▸ RECORDS FOR THE EXERCISE:
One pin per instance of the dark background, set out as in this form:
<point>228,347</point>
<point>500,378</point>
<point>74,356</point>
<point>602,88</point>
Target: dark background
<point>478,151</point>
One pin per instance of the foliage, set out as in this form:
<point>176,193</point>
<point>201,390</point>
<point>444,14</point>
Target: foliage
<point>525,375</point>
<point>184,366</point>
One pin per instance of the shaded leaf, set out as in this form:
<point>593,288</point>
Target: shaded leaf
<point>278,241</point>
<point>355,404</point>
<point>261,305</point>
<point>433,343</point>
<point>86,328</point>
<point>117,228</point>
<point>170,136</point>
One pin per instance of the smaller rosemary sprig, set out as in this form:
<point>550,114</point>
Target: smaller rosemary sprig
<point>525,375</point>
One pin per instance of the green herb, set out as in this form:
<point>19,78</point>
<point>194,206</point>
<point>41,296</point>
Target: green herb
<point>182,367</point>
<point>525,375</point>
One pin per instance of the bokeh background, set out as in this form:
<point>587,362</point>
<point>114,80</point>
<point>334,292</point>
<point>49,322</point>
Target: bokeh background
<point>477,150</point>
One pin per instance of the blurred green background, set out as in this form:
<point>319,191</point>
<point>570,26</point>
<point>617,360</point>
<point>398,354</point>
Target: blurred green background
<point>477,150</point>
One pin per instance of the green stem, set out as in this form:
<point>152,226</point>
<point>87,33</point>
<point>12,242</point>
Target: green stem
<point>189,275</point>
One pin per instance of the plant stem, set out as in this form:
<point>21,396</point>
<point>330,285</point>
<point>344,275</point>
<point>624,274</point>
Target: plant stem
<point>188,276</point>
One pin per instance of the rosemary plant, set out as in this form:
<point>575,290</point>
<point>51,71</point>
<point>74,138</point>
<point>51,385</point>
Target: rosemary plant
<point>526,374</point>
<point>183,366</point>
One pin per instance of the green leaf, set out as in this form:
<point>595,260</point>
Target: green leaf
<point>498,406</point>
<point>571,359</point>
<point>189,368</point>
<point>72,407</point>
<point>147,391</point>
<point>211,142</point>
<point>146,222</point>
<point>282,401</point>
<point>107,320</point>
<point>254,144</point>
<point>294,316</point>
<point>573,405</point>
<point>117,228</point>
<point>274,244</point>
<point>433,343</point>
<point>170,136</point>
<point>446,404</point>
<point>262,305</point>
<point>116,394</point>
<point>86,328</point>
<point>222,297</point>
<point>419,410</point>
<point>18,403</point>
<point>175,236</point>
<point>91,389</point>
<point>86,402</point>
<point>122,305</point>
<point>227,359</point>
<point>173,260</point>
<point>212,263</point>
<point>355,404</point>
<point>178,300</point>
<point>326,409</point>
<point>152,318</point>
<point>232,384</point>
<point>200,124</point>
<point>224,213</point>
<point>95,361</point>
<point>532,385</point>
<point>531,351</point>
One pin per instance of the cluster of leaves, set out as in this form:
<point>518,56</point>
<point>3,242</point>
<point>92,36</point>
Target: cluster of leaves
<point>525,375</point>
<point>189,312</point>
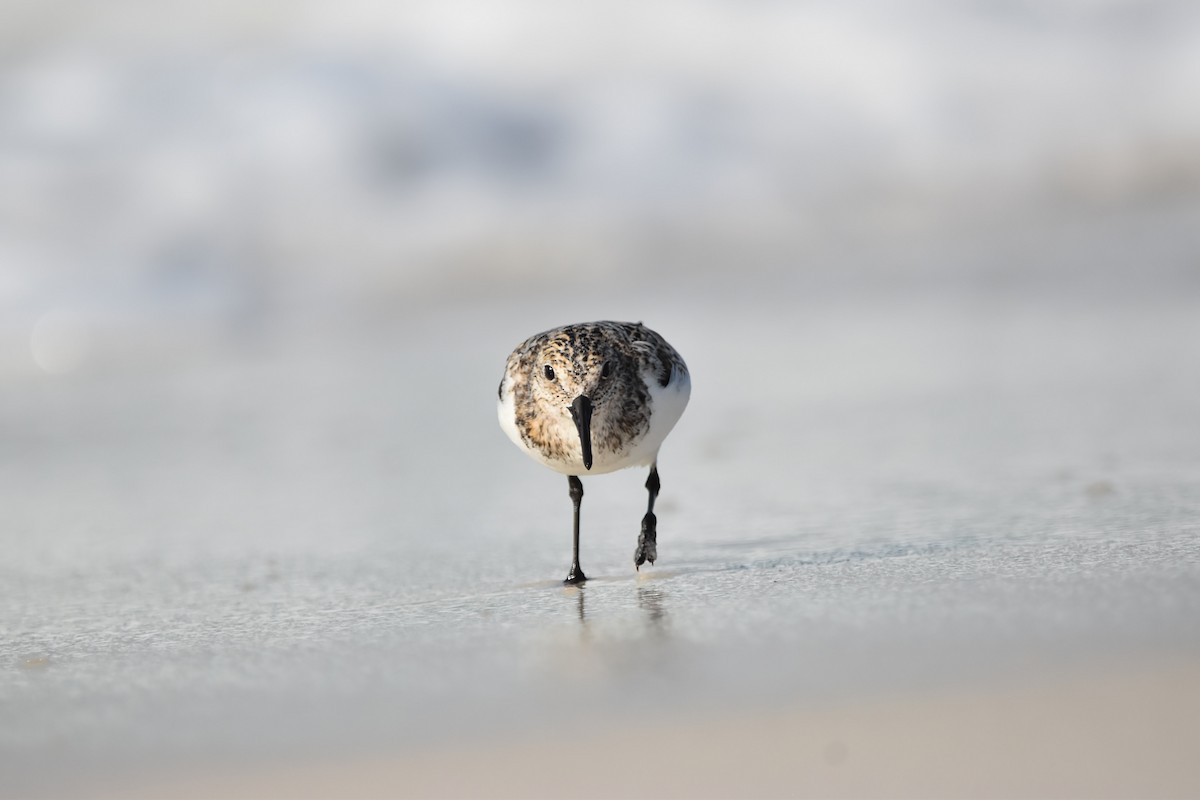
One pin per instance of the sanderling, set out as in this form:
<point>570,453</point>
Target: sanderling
<point>595,397</point>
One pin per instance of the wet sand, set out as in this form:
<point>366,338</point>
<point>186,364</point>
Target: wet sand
<point>1119,731</point>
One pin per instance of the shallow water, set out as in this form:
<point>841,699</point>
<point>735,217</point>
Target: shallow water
<point>318,541</point>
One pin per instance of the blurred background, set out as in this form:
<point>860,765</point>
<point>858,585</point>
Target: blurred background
<point>935,268</point>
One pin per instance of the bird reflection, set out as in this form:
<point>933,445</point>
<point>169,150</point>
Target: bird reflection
<point>652,602</point>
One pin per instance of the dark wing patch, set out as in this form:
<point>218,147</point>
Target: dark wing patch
<point>666,366</point>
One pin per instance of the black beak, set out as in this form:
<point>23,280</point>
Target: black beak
<point>581,411</point>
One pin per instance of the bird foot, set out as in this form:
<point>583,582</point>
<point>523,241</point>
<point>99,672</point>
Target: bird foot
<point>647,541</point>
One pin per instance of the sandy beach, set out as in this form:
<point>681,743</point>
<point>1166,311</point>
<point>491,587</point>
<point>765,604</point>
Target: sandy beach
<point>929,525</point>
<point>1091,732</point>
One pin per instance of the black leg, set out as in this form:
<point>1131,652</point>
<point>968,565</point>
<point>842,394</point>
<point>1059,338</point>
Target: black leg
<point>647,541</point>
<point>576,573</point>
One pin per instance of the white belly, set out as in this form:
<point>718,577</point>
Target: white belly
<point>666,407</point>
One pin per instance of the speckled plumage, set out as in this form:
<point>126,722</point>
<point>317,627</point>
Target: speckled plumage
<point>634,384</point>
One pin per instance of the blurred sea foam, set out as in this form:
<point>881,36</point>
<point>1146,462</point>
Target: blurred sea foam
<point>214,168</point>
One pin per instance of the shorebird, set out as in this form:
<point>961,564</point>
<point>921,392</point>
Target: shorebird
<point>595,397</point>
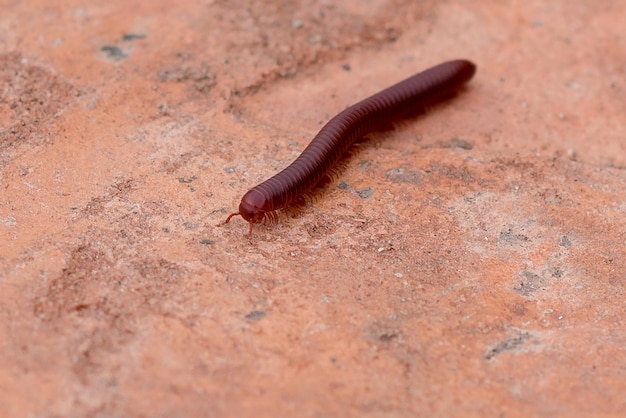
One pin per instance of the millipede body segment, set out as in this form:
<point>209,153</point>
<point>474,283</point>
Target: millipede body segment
<point>414,94</point>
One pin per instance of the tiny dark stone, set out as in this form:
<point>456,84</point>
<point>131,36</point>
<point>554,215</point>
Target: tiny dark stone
<point>256,315</point>
<point>343,186</point>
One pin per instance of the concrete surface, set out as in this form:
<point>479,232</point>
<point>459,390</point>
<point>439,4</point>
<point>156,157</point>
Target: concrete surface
<point>471,262</point>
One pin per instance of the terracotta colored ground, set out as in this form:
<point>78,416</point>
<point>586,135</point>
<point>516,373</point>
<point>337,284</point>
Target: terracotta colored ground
<point>472,262</point>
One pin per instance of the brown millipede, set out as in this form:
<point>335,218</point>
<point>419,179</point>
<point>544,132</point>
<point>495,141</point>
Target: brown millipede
<point>416,93</point>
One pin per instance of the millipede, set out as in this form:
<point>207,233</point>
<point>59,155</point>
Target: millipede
<point>414,94</point>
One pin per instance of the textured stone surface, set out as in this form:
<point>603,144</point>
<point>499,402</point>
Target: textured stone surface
<point>470,262</point>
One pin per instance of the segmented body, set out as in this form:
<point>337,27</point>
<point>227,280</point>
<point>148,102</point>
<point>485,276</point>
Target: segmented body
<point>413,94</point>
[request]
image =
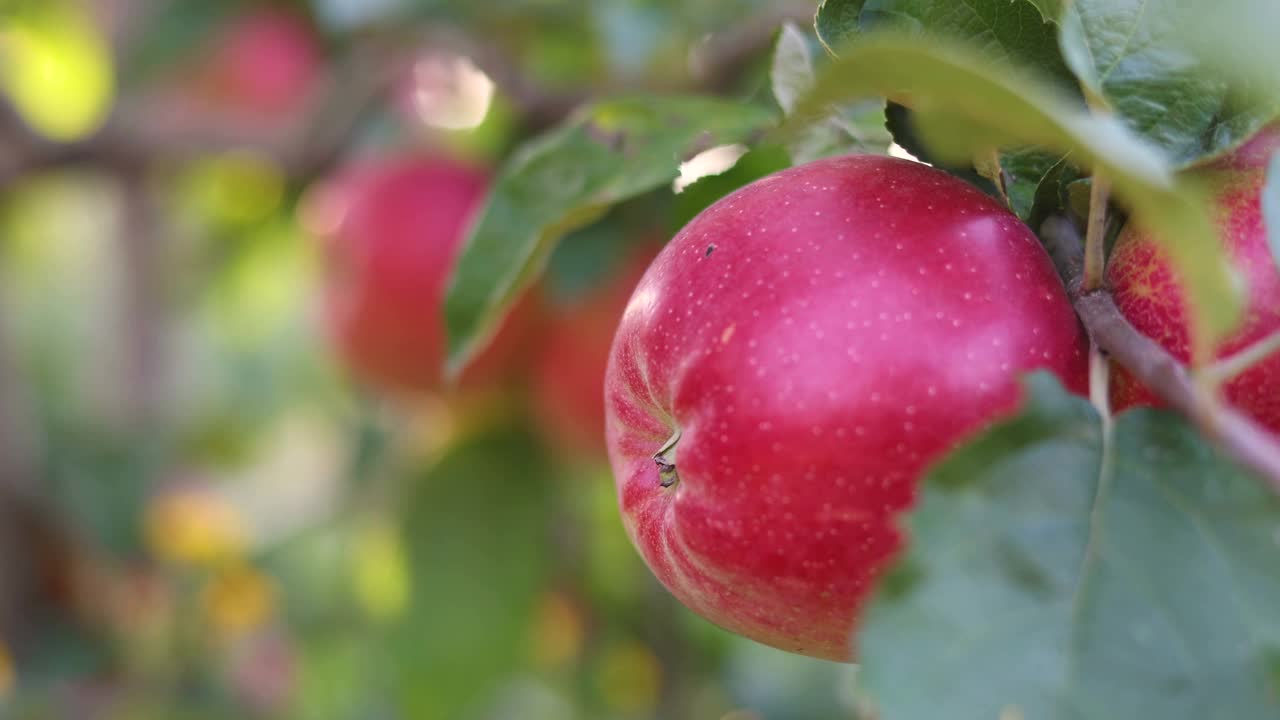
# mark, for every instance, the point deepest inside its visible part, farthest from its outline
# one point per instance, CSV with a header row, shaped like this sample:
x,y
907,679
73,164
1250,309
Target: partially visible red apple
x,y
1150,294
570,369
792,363
396,229
266,62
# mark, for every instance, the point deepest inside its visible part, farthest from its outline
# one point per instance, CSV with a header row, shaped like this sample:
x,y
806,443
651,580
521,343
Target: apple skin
x,y
574,356
398,228
819,337
1150,294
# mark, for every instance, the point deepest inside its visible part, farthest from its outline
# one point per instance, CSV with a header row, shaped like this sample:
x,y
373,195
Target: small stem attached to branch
x,y
1237,434
1095,237
1228,368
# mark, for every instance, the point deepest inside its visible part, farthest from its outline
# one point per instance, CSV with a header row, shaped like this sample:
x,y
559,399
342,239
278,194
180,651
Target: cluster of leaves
x,y
1063,565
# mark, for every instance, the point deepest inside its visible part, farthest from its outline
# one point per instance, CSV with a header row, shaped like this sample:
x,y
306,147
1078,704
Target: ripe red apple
x,y
397,227
265,62
790,365
575,352
1150,294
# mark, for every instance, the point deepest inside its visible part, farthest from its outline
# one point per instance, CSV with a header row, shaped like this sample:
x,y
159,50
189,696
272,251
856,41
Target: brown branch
x,y
142,302
1237,434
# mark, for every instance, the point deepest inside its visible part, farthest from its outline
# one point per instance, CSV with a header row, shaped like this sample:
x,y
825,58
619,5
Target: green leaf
x,y
940,77
1022,172
561,181
1235,37
478,555
1009,31
1271,205
791,73
1129,57
1050,9
1052,574
1048,199
856,128
837,21
901,124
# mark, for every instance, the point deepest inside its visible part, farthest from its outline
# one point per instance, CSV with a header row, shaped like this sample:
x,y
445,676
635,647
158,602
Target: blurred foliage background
x,y
202,513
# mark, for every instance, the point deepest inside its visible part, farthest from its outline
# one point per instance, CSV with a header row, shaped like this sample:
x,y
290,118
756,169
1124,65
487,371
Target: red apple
x,y
1148,291
397,227
266,63
791,364
570,368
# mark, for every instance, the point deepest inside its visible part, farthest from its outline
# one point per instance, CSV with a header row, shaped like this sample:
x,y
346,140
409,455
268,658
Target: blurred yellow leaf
x,y
193,527
56,67
380,572
558,632
630,679
238,600
238,188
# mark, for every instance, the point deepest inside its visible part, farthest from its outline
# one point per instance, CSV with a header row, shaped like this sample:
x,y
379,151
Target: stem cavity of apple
x,y
666,461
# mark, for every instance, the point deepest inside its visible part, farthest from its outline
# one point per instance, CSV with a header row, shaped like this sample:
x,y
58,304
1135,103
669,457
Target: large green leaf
x,y
1130,55
983,105
837,21
561,181
1056,575
1234,36
856,128
1009,31
476,545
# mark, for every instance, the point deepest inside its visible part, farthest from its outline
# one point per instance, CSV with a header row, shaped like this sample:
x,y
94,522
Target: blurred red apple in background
x,y
791,364
396,229
266,62
575,352
1148,292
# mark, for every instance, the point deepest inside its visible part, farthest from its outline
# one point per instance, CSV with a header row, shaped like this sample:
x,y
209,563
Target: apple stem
x,y
666,461
1238,363
1095,237
1235,433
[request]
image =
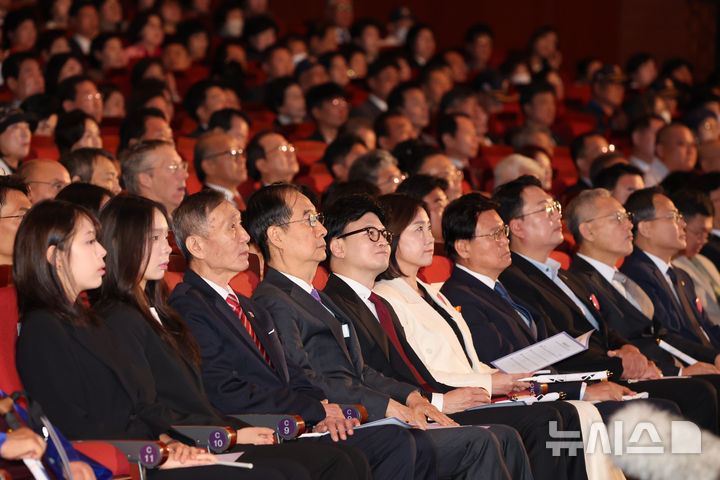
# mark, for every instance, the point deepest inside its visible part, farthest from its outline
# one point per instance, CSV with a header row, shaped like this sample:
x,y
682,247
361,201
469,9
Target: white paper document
x,y
377,423
541,354
567,377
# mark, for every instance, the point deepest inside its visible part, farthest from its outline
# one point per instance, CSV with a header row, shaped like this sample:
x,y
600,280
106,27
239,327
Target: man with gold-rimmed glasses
x,y
603,232
220,164
566,303
660,233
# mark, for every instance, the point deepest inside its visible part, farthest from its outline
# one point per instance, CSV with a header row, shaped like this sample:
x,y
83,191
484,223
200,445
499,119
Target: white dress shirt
x,y
364,293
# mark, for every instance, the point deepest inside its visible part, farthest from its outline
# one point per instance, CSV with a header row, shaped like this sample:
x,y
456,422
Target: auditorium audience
x,y
111,97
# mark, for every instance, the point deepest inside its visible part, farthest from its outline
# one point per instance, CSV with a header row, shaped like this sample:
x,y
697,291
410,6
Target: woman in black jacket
x,y
91,382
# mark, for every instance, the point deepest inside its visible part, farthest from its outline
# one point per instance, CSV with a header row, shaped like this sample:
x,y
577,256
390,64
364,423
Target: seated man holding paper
x,y
603,232
659,234
320,339
358,246
476,239
564,303
246,372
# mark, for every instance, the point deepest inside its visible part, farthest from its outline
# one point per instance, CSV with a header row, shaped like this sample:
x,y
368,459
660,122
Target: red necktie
x,y
235,305
386,323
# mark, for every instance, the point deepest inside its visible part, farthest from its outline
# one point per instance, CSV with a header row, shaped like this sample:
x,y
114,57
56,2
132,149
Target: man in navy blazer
x,y
567,304
659,234
603,235
320,338
238,376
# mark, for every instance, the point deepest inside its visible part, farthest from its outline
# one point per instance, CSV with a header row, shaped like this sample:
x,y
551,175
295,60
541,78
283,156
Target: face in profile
x,y
80,266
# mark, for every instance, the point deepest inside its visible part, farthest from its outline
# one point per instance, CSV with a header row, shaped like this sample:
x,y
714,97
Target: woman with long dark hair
x,y
92,382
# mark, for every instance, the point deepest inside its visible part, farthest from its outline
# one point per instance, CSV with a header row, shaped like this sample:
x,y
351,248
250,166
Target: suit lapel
x,y
357,307
311,306
497,301
227,315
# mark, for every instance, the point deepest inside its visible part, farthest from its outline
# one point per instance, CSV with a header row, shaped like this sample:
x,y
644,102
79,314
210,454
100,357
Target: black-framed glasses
x,y
550,209
396,179
313,219
675,216
498,234
372,232
21,216
619,216
234,154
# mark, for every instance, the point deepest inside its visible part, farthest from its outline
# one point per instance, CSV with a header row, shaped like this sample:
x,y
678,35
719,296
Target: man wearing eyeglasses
x,y
564,303
659,235
271,158
321,339
153,169
603,232
44,178
220,165
13,206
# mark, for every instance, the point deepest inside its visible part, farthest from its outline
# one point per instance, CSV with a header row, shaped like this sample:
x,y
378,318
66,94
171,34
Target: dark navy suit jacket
x,y
547,301
236,377
313,335
496,327
629,322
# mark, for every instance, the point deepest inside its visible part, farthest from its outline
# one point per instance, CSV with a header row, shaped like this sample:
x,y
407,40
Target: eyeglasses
x,y
396,179
173,167
619,216
675,216
22,215
287,148
57,186
550,209
235,154
373,234
498,234
313,219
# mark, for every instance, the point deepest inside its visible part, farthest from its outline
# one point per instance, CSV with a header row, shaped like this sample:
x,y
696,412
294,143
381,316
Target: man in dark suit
x,y
220,164
320,338
603,233
358,249
244,368
660,234
566,304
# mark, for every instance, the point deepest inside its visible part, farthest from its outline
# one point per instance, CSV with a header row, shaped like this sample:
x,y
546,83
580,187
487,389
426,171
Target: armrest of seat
x,y
354,410
148,453
216,439
286,426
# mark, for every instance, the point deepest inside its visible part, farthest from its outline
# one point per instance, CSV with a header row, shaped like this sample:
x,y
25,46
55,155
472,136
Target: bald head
x,y
44,178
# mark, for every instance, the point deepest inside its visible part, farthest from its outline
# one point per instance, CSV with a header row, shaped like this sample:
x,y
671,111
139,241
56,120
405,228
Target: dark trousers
x,y
697,397
533,424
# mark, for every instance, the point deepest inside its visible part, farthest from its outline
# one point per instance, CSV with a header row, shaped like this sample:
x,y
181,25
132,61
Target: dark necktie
x,y
687,308
387,325
519,309
235,305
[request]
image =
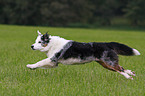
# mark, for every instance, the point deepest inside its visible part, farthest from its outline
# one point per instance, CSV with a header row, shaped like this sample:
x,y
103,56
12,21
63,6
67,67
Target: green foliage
x,y
135,11
79,80
65,12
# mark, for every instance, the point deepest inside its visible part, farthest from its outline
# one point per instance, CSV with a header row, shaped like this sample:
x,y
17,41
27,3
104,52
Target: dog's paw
x,y
31,66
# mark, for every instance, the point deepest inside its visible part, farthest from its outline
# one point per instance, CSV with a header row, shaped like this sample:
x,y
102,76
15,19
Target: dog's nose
x,y
32,47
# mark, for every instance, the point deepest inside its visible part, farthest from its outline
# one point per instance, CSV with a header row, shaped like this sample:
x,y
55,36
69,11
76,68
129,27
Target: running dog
x,y
68,52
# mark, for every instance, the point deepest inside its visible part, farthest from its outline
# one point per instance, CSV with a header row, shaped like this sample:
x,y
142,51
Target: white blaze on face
x,y
37,45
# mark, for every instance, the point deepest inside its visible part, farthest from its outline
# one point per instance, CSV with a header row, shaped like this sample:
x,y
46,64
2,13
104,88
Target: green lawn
x,y
78,80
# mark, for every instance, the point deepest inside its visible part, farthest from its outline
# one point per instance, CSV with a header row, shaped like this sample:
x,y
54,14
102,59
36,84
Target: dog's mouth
x,y
32,47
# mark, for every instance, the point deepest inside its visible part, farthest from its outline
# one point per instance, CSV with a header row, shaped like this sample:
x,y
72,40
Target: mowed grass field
x,y
78,80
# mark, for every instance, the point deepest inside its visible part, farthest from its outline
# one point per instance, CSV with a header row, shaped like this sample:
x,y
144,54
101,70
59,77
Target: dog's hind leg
x,y
45,63
109,60
130,72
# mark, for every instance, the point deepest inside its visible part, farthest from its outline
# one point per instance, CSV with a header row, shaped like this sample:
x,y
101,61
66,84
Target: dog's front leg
x,y
45,63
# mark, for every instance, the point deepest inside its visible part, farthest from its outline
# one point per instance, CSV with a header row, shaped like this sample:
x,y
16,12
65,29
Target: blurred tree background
x,y
72,12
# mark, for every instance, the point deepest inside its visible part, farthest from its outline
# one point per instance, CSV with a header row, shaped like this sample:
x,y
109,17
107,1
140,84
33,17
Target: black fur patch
x,y
106,52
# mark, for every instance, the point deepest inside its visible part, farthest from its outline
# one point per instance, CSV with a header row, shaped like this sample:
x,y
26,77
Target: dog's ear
x,y
38,32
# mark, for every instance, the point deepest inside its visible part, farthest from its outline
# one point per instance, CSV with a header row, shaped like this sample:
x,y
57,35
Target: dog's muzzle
x,y
32,47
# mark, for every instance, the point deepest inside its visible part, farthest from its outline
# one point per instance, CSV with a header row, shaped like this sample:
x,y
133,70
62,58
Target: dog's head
x,y
41,42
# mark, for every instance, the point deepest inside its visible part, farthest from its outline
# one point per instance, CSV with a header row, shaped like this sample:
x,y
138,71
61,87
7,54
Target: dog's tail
x,y
122,49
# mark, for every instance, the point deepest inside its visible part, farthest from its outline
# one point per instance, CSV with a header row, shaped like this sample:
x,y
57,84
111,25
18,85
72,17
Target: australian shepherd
x,y
68,52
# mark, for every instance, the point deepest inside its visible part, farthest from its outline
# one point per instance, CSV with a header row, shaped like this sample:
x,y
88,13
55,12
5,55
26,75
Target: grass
x,y
79,80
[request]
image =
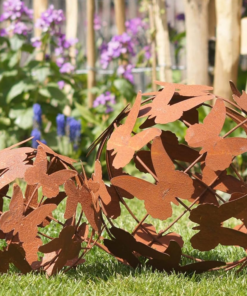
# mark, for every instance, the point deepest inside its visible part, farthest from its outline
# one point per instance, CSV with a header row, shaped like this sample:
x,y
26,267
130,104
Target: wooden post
x,y
211,19
162,41
39,6
153,47
228,14
196,15
71,24
90,51
120,15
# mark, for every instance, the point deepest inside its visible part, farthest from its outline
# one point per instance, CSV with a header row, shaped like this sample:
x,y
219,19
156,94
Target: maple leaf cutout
x,y
121,141
210,218
25,226
166,113
37,174
66,246
14,161
83,196
220,151
171,184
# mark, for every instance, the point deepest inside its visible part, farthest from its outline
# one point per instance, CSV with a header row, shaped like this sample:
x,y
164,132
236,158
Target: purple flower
x,y
147,52
135,25
3,32
106,99
14,10
20,28
44,142
67,68
37,112
50,19
36,42
36,134
119,45
60,61
60,119
180,17
64,43
97,23
61,84
126,72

▸ PROBLEM STATEMENT:
Recast the data, from its first line through the line containing "<point>478,151</point>" inclusive, as a JSON list of strings with one string per line, omitting any blank lines.

▸ TASK OUTPUT:
[
  "One pin per instance of the dark background, set out as in this form:",
  "<point>228,347</point>",
  "<point>500,378</point>",
  "<point>74,356</point>",
  "<point>602,88</point>",
  "Target: dark background",
  "<point>478,151</point>"
]